- [Article]:
* start *

# Methods for "dispensing" fruit flies....



## Twisted (Aug 31, 2009)

So I have an A. Purpurea sling that of couse needs feeding. I don't have a good local source for pinhead crickets and can't justify ordering a grip of them for the one sling. I picked up a jar container of cultured flightless fruit flies. So far he seems to like eating them. He doesn't go looking for them but as soon as one gets near him he takes right away.

My question is does anyone have a good method of dispensing them? Its pretty sad that I open the lid and as a few of them "escape" I catch them by hand the best I can and drop them in with the sling. Its a matter of coordination and timing and a few always wander loose of course. Luckily they just drop into my aquarium where the fish eat them but there has got to be a better way of getting a few of them into the sling container.

Or does anyone have any better luck with any other feeder options?


----------



## Ariel (Aug 31, 2009)

those thing are so nasty IMO. I was using them to feed a tiny baby praying mantis. It's very hard to prevent escapees, I usually beat it against something a couple of times to knock them to the bottom before I open the lid. but I never found a good meathod of catching them and putting them in the enclosure before I decided I hated them and tossed them. 

I know your pain though, When I kept small tree frogs I fed them pinheads and there was a while where no one had them. I wish I could help and recommend a different feeder, but once I ditched the fruitflies I started to just catch the seed moths (from the bird food) in my house and gave the mantis those. I would *not* recommend this or wild caught insects for your T.


----------



## Kirk (Aug 31, 2009)

* end *

- [Goal a]: Could you reproduce the records starting at the line that contains "Reviewer note: every instance of the exposed" and ending at the last line of the records, swapping "keypoint" for "marker" and leaving everything else unchanged? Give only those lines.

- [Data extract]:
* start *

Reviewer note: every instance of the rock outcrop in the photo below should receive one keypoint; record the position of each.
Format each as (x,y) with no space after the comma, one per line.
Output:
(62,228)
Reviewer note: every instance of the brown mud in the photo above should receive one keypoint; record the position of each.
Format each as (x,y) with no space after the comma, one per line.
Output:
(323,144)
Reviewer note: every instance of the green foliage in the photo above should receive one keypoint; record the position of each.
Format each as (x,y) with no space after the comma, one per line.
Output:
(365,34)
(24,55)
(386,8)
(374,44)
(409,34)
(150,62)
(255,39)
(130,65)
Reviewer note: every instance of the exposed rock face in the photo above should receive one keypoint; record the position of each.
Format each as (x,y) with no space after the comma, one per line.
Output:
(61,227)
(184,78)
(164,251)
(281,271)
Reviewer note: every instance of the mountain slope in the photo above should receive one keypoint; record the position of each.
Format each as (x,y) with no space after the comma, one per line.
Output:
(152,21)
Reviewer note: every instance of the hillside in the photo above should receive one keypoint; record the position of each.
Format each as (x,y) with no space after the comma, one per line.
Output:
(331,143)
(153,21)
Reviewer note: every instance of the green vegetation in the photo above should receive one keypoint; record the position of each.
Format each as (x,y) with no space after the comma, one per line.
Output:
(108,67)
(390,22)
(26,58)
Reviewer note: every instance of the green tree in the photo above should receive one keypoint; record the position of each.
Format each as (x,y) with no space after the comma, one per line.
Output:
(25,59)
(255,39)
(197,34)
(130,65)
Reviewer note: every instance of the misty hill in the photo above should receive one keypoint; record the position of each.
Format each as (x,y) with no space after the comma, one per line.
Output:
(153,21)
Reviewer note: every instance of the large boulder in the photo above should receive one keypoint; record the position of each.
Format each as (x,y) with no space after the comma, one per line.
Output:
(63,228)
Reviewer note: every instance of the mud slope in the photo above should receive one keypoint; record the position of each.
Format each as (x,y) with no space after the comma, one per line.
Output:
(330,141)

* end *

- [Goal b]:
Answer these questions about the fruit fly thread:
(i) What did Twisted pick up to feed the A. Purpurea sling?
(ii) According to Twisted, what happens to the flies that wander loose?
(iii) What did Ariel give the mantis after ditching the fruit flies?

- [Full answer a]:
Reviewer note: every instance of the exposed rock face in the photo above should receive one marker; record the position of each.
Format each as (x,y) with no space after the comma, one per line.
Output:
(61,227)
(184,78)
(164,251)
(281,271)
Reviewer note: every instance of the mountain slope in the photo above should receive one marker; record the position of each.
Format each as (x,y) with no space after the comma, one per line.
Output:
(152,21)
Reviewer note: every instance of the hillside in the photo above should receive one marker; record the position of each.
Format each as (x,y) with no space after the comma, one per line.
Output:
(331,143)
(153,21)
Reviewer note: every instance of the green vegetation in the photo above should receive one marker; record the position of each.
Format each as (x,y) with no space after the comma, one per line.
Output:
(108,67)
(390,22)
(26,58)
Reviewer note: every instance of the green tree in the photo above should receive one marker; record the position of each.
Format each as (x,y) with no space after the comma, one per line.
Output:
(25,59)
(255,39)
(197,34)
(130,65)
Reviewer note: every instance of the misty hill in the photo above should receive one marker; record the position of each.
Format each as (x,y) with no space after the comma, one per line.
Output:
(153,21)
Reviewer note: every instance of the large boulder in the photo above should receive one marker; record the position of each.
Format each as (x,y) with no space after the comma, one per line.
Output:
(63,228)
Reviewer note: every instance of the mud slope in the photo above should receive one marker; record the position of each.
Format each as (x,y) with no space after the comma, one per line.
Output:
(330,141)

- [Full answer b]:
(i) A jar container of cultured flightless fruit flies.
(ii) They drop into Twisted's aquarium, where the fish eat them.
(iii) Seed moths from the bird food, caught in Ariel's house.